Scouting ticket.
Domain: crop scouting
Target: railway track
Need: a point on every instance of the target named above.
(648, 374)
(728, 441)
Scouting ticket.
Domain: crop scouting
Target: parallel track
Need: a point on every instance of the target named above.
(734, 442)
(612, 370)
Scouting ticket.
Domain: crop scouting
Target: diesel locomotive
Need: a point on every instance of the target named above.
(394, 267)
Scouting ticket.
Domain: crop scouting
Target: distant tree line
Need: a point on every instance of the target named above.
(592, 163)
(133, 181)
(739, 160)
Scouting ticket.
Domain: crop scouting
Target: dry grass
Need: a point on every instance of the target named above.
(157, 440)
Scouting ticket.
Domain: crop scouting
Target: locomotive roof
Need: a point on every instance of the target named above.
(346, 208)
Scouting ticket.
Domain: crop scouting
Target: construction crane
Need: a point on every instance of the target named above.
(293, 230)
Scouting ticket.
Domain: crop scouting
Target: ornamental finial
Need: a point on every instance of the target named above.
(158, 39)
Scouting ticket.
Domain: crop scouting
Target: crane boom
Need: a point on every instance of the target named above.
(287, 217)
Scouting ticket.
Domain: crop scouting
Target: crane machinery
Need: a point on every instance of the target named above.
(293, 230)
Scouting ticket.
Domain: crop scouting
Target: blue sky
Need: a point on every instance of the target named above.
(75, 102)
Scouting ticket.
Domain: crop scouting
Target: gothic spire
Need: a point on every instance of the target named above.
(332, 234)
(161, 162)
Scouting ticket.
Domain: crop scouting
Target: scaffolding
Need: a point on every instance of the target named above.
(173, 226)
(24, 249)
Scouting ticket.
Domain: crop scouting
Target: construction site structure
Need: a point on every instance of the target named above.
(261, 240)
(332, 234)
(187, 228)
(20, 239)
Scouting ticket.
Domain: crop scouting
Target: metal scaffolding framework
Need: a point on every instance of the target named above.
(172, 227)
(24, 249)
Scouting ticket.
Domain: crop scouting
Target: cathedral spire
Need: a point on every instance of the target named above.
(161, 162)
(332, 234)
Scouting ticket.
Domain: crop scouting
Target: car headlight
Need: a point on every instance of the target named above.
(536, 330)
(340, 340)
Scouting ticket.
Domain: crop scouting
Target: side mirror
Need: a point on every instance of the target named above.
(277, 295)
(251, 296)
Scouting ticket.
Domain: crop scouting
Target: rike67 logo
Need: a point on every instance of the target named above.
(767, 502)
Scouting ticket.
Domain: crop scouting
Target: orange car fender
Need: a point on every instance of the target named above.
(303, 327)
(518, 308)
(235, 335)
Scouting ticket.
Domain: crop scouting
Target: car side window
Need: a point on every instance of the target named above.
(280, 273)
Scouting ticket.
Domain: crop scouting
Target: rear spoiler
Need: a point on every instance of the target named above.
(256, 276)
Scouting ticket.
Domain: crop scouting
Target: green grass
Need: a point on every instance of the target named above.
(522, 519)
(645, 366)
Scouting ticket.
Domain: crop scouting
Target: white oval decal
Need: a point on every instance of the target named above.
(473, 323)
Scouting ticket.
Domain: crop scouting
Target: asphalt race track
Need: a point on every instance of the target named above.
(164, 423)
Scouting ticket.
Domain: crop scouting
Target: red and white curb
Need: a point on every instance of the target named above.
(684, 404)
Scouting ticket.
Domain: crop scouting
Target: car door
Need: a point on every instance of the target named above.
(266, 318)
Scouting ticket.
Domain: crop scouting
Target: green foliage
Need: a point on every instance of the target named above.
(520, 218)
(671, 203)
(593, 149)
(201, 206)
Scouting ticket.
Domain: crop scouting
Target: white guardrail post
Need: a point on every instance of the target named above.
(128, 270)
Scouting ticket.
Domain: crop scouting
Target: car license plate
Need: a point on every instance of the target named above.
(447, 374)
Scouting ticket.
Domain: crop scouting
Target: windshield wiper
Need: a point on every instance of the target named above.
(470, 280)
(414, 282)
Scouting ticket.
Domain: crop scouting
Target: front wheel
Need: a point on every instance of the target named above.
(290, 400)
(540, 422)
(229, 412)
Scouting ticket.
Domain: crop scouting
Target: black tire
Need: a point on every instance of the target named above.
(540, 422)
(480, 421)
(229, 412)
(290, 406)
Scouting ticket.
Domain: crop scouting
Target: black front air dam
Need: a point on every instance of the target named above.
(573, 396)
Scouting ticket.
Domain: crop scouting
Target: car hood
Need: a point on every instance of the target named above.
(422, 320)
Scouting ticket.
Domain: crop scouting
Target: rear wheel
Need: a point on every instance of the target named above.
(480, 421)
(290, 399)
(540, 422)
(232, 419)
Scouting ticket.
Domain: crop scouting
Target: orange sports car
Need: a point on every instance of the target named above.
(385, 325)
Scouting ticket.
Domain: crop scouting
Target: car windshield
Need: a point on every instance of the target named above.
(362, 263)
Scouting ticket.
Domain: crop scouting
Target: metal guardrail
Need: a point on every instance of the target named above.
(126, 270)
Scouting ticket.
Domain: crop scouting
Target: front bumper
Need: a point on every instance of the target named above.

::::

_Work instruction_
Your reply must reproduce all records above exactly.

_Task output_
Scouting ticket.
Domain: crop scouting
Target: railway track
Need: a point on every instance of the target named above.
(648, 374)
(728, 441)
Scouting ticket.
Domain: crop scouting
Target: parallel track
Need: a point on every instance of the target named above.
(734, 442)
(612, 370)
Scouting ticket.
Domain: crop scouting
Target: diesel locomotive
Need: a point on every instance of the target named above.
(394, 267)
Scouting ticket.
Domain: crop scouting
Target: distant tree line
Need: a point on every instance of the target named above.
(592, 163)
(133, 181)
(739, 160)
Scouting ticket.
Domain: crop scouting
Target: dry grass
Need: a point on every instance of the target named above.
(157, 440)
Scouting ticket.
Domain: crop scouting
Target: locomotive roof
Need: a point on every instance of the target named above.
(346, 208)
Scouting ticket.
Domain: crop scouting
Target: construction crane
Need: a point on every instance of the target named above.
(293, 230)
Scouting ticket.
Domain: crop scouting
Target: ornamental finial
Need: a point on every instance of the target named above.
(158, 39)
Scouting ticket.
Domain: crop scouting
Target: crane boom
Need: a point on every instance of the target named above.
(287, 217)
Scouting ticket.
Domain: crop scouting
Target: crane machinery
Need: a point on every instance of the target named above.
(293, 230)
Scouting ticket.
Domain: crop scouting
Target: blue sky
Need: a point on every instance of the target named above.
(75, 102)
Scouting ticket.
Domain: crop scouting
Target: gothic spire
Need: a point on every instance of the target named above.
(332, 234)
(161, 162)
Scouting ticket.
Domain: crop scouting
Target: scaffolding
Need: a point on every instance of the target named above.
(173, 226)
(24, 249)
Scouting ticket.
Domain: crop scouting
Target: construction site structure
Need: a point on every instance of the target named above.
(261, 240)
(332, 234)
(187, 228)
(20, 239)
Scouting ticket.
Domain: crop scouting
Target: metal scaffolding framework
Need: a point on every instance of the target named above.
(172, 227)
(24, 249)
Scouting ticket.
Domain: crop scouting
Target: cathedral spire
Need: a point on every instance of the target named above.
(161, 162)
(332, 234)
Scouting ticket.
Domain: crop scouting
Target: car headlight
Need: a point on every instance of the target named above.
(536, 330)
(340, 340)
Scouting ticket.
Domain: crop scouting
Target: side mirror
Need: a point on every instance of the target named above.
(277, 295)
(251, 296)
Scouting ticket.
Domain: crop scouting
Target: rike67 logo
Need: a point on every instance of the target named above.
(767, 502)
Scouting ticket.
Domain: crop scouting
Target: orange car fender
Need: a point on every instance of the target named above.
(303, 327)
(518, 308)
(235, 335)
Scouting ticket.
Domain: crop scouting
Target: car side window
Need: a point on every instance of the target named above.
(280, 273)
Scouting ticket.
Domain: crop scouting
Target: rear spoiler
Need: a point on every instance of the target named above.
(256, 276)
Scouting ticket.
Domain: crop scouting
Target: green grass
Need: a point on every instance of the target named above.
(522, 519)
(645, 366)
Scouting ticket.
Domain: crop scouting
Target: white oval decal
Need: a point on every instance of the target named above.
(473, 323)
Scouting ticket.
Domain: crop scouting
Target: asphalt race track
Need: a point on every instance of the target named above.
(164, 423)
Scouting ticket.
Domain: crop scouting
Target: red and white curb
Need: a point on every instance of the target named above.
(684, 404)
Scouting ticket.
Domain: crop scouting
Target: car door
Need: a point on every instance of the target named above.
(266, 318)
Scouting ticket.
Domain: crop scouting
Target: green foliage
Need: a point on every instance of the target named above.
(520, 218)
(671, 203)
(593, 149)
(201, 206)
Scouting ticket.
Domain: crop scouting
Target: white guardrail post
Need: a point on every instance of the target named above.
(128, 270)
Scouting ticket.
Domain: crop scouting
Target: car license plate
Need: a point on every instance of the target named above.
(447, 374)
Scouting ticket.
Domain: crop scouting
Target: windshield wiper
Need: a point on every instance of the target named above.
(470, 280)
(414, 282)
Scouting ticket.
Domain: crop scouting
Target: front wheel
Need: a point on every instance of the target named above.
(290, 400)
(540, 422)
(229, 412)
Scouting ticket.
Domain: crop scouting
Target: black tire
Need: a point on every instance of the target named above.
(540, 422)
(480, 421)
(229, 412)
(290, 406)
Scouting ticket.
Domain: crop scouting
Target: black front air dam
Need: a point on every instance of the target named above.
(573, 396)
Scouting ticket.
Domain: crop scouting
Target: car hood
Need: a point on every instance of the target named above.
(422, 320)
Scouting ticket.
Domain: crop scouting
Target: rear wheel
Need: a point on every instance of the target named above.
(480, 421)
(290, 399)
(540, 422)
(232, 419)
Scouting ticket.
Domain: crop scouting
Target: orange sports car
Need: a point on every instance of the target named above.
(385, 325)
Scouting ticket.
Domain: crop scouting
Target: car windshield
Need: a point on every instance of the target named above.
(362, 263)
Scouting ticket.
Domain: crop scouting
Target: metal guardrail
Need: a point on every instance of the target named above.
(126, 270)
Scouting ticket.
Domain: crop scouting
Target: front bumper
Need: a point on every instance of the target named above.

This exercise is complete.